» YOUR GOAL:
Return each line of the data below verbatim; pictures are to be left out.

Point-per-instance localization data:
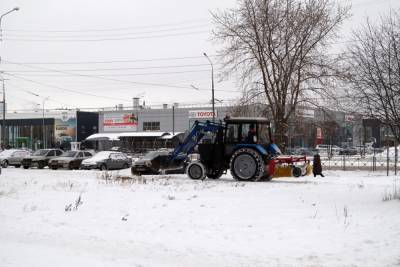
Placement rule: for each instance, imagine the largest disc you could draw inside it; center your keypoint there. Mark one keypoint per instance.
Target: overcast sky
(102, 53)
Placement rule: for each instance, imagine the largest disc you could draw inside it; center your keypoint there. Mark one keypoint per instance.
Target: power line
(32, 93)
(114, 75)
(112, 29)
(126, 68)
(107, 34)
(110, 79)
(66, 89)
(106, 39)
(113, 61)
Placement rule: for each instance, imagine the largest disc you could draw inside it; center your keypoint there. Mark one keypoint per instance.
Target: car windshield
(69, 154)
(152, 155)
(41, 152)
(7, 153)
(102, 155)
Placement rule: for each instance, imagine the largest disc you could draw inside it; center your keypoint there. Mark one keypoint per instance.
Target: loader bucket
(282, 171)
(291, 167)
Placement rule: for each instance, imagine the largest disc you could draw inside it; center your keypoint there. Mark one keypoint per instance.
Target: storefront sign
(201, 114)
(65, 129)
(119, 122)
(305, 113)
(349, 118)
(319, 133)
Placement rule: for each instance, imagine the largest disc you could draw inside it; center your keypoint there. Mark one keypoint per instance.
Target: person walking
(317, 167)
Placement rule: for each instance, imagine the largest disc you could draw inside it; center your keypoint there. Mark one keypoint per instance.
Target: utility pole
(212, 85)
(3, 128)
(4, 90)
(43, 129)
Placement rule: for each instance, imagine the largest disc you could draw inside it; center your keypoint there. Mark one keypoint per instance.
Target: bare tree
(374, 71)
(279, 48)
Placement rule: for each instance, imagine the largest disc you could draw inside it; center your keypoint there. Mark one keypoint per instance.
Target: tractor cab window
(249, 133)
(232, 134)
(263, 134)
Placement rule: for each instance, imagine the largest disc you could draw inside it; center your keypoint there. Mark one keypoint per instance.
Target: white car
(107, 160)
(13, 157)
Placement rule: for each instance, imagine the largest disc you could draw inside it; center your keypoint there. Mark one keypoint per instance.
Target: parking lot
(64, 218)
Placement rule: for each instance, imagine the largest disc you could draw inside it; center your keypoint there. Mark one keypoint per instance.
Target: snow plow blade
(291, 166)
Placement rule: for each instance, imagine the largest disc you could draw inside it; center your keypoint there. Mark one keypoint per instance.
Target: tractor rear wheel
(196, 171)
(214, 174)
(247, 165)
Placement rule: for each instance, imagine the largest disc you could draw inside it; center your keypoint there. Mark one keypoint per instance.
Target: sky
(98, 53)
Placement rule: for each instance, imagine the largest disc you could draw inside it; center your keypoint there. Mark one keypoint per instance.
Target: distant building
(52, 129)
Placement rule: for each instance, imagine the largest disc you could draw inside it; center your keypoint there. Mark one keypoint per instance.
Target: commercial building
(56, 128)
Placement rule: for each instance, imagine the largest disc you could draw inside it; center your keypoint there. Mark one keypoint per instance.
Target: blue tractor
(242, 145)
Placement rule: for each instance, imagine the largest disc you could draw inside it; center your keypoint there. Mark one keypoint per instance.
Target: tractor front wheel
(196, 171)
(247, 165)
(215, 174)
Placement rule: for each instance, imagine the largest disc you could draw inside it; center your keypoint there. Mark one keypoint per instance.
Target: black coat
(317, 167)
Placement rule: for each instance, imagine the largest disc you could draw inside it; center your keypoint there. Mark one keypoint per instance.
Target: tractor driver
(251, 135)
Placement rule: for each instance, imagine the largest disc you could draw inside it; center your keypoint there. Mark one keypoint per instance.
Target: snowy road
(339, 220)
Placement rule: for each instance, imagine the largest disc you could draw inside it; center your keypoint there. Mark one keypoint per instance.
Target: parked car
(327, 149)
(153, 161)
(304, 151)
(13, 157)
(107, 160)
(41, 158)
(70, 159)
(350, 151)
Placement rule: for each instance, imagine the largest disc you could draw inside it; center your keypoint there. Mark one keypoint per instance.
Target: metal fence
(386, 163)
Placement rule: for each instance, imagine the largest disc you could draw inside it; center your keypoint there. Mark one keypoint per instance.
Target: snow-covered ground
(339, 220)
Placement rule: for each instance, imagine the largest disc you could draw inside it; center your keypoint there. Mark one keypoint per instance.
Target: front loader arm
(195, 135)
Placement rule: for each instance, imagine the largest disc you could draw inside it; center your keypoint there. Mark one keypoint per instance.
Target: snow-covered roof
(116, 136)
(144, 134)
(103, 136)
(170, 136)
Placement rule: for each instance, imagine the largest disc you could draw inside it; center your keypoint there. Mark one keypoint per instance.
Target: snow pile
(392, 152)
(88, 218)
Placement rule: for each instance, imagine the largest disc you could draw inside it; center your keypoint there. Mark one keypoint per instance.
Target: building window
(151, 126)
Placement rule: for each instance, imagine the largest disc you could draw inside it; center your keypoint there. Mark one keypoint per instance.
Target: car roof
(246, 120)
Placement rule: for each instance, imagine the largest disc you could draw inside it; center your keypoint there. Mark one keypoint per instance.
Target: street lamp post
(4, 92)
(3, 128)
(43, 129)
(8, 12)
(212, 85)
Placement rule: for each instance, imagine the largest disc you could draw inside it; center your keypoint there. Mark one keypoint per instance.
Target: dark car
(349, 151)
(40, 158)
(107, 160)
(13, 157)
(155, 161)
(70, 159)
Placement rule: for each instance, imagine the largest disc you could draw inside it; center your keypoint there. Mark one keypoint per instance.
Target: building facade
(48, 129)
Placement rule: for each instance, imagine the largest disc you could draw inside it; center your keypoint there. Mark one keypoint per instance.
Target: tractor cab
(217, 147)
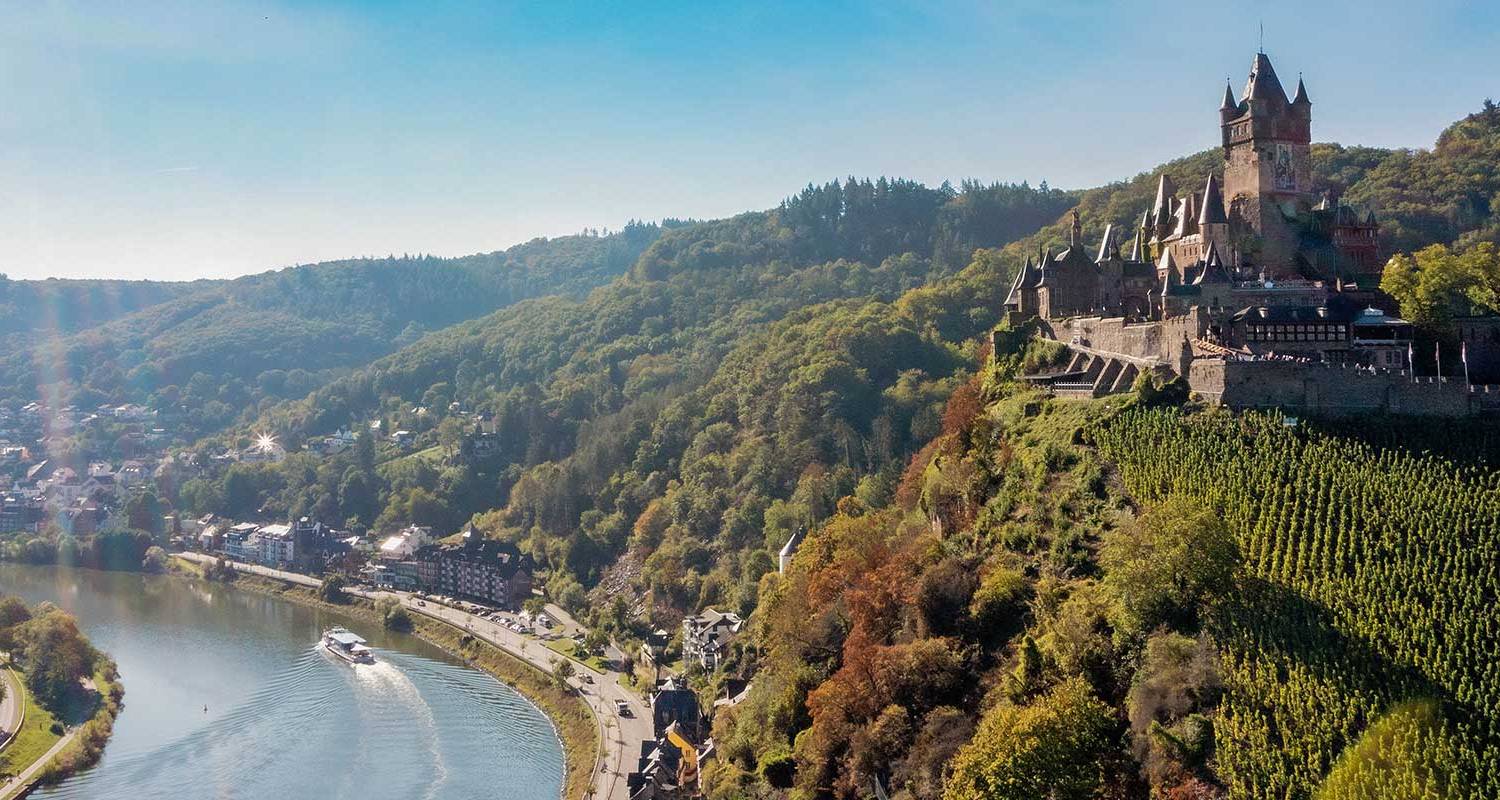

» THE ANSWER:
Placement rule: for each instance, imagine the largest disc you could draw inside it; center your keypoint there. Mark one keypoint per instance.
Target: overcast sky
(102, 53)
Placement rule: for each instance, imagine the largest disc you could draw inside it; center your keypoint there. Mark one keypoint per instance.
Target: power line
(32, 93)
(114, 75)
(112, 29)
(126, 68)
(107, 34)
(110, 79)
(66, 89)
(106, 39)
(113, 61)
Placement rule: for each instance, imagine the largest disc you could draw inside it; center your keypoint there. Mark one keypoint per instance.
Target: car windshield
(69, 154)
(152, 155)
(41, 152)
(7, 153)
(102, 155)
Placement rule: for each instance, imagine the largest disc you could draw inside it; center your keypoint there. Mark one keypoint per instance.
Target: loader bucket
(282, 171)
(291, 167)
Placement rule: for each instance, imagine the largest disc you could draw inside it; center your keypoint there. Mark one keypoint per instance.
Target: storefront sign
(201, 114)
(65, 129)
(119, 122)
(305, 113)
(349, 118)
(319, 133)
Placement rule: for each instance, imagine the largest disc you could draw inside it; center your keypoint there. Mark one keypoint per instance.
Target: person walking
(317, 167)
Placement rule: for each instance, imagine the largest disc you could draw inside it; center your keypoint there. Mark one keypoint per instance.
Target: utility pole
(212, 85)
(3, 128)
(4, 90)
(43, 129)
Placement rule: for each instance, imagine the largest disc you could draw inside it; center your keypoint there. Mark one keypoint per instance.
Target: bare tree
(374, 71)
(279, 48)
Placement rule: for each instance, imagine the largest disc you could draw inside it; center your keypoint there. Mark one keypoint per instance.
Target: tractor cab window
(249, 133)
(232, 134)
(263, 134)
Placement rule: for each instance, imagine the largest disc you could draw inside it; center your keypoint there. Mark one keypoint per instance.
Target: white car
(107, 160)
(13, 157)
Placement rule: for each instance, imagine the largest disc you could draw inside it; center your keypoint there. Mark one keypoint per instance.
Target: parking lot
(64, 218)
Placement rule: for each instance, imagine the largest disc you could draw inside it; center your keypoint there. Mark one keypoint per instance.
Target: snow plow blade
(291, 166)
Placement rule: for each instance, imagine the largest disc you could draw inside it; center your keypoint there. Mark one keypoint per instance.
Target: tractor rear wheel
(196, 171)
(214, 174)
(247, 165)
Placement rule: for each instance, imagine the largest disc you could draw inside it; center your keypoint there. Mark one keypoint per instance.
Target: sky
(98, 53)
Placement rule: for each instance, imagine the largest disc you could draw inside it; center your keypoint there. Mark one keypoint per instance.
Target: distant building
(52, 129)
Placement rule: for each instance, imagine the largest disc you could draw inside it; center your keypoint there. Mark one keypoint per instance.
Target: commercial building
(56, 128)
Placement rule: for each instance, imagine the largest disc you could draw inside it; center your keypoint there. Mark one keypoint per instance.
Target: blue tractor
(242, 145)
Placement rule: for each instance, imagine the largest disc you could draw inside it; center your keypoint there. Mark one keypoint per instance.
Target: tractor front wheel
(196, 171)
(247, 165)
(215, 174)
Placement rule: for each instance, imagine the largest disc you could draw inside it; center your keypoint there. Mark one keypoint per instance.
Target: black coat
(317, 167)
Placement rule: for each instance, imagine the largest disc you could draw inside it; center your keypoint there. Mark one keypoint per instance.
Target: tractor driver
(251, 135)
Placement rule: for each instance, imagine the largest disc you could draw inside it; center your keypoint there. Mark one keypoint per instance.
Target: snowy road
(339, 220)
Placement rule: for each instance, imagine the largest disc you could draw inside it; center your keypoint there. Mark one keypoint per instance.
Target: parked car
(327, 149)
(153, 161)
(304, 151)
(13, 157)
(107, 160)
(41, 158)
(70, 159)
(350, 151)
Placement rule: for each instance, imagine the largest disc you could draw inside it; center your keypoint there. Mark one keypoint per instance.
Target: metal fence
(386, 163)
Placement rule: for each instance, imagine the largest disc you could draw inside it; center your keypoint there. Mark one keypoint per instance.
Target: snow-covered ground
(339, 220)
Placement rule: for each instance, imagine the largest disc you could draw inside it; center your keypoint there. Mark one keypoint per instance.
Target: front loader arm
(195, 135)
Placement rule: for each instance, imagine the largest disc you could draw inside it; center your keypoint there. Mark one keypoint per instance.
Target: snow-covered roof
(116, 136)
(144, 134)
(103, 136)
(170, 136)
Placement rule: for each instance, imagine the largest disc you could draw inside it; center your keypoint there. Mark one keypoint per instance.
Target: snow pile
(392, 152)
(88, 218)
Placement rule: for each instance, imagine the largest disc you could draw inside it; center your keypoint there. Mark one keypoint per instance.
Target: building window
(151, 126)
Placement rule: for each instance, imagine the largest disc you could draw inside it; center your keypoint there. Mark one keypoint per instance.
Target: car roof
(246, 120)
Placement rule: for each instance, imagine the largest disc you could draw inside it; center your keypoint there. Mark one keypoint per instance.
Target: street lamp post
(4, 92)
(3, 128)
(43, 129)
(8, 12)
(212, 85)
Placement rule: for each instance, imagine the largest disc you could draw inside it; center your keypoint there. Mark one keypoint per instance.
Target: dark car
(349, 151)
(40, 158)
(107, 160)
(13, 157)
(155, 161)
(70, 159)
Placement rule: for each instance, imagine the largest disc you could draw inside it; center your keypoint there. Mark one keypoint per instance.
Target: building facade
(48, 129)
Placement rule: for each instance, imagine the largest disc you could draw inside it; center your keypoint there. Mark one keypoint per instance.
Target: tractor cab
(217, 147)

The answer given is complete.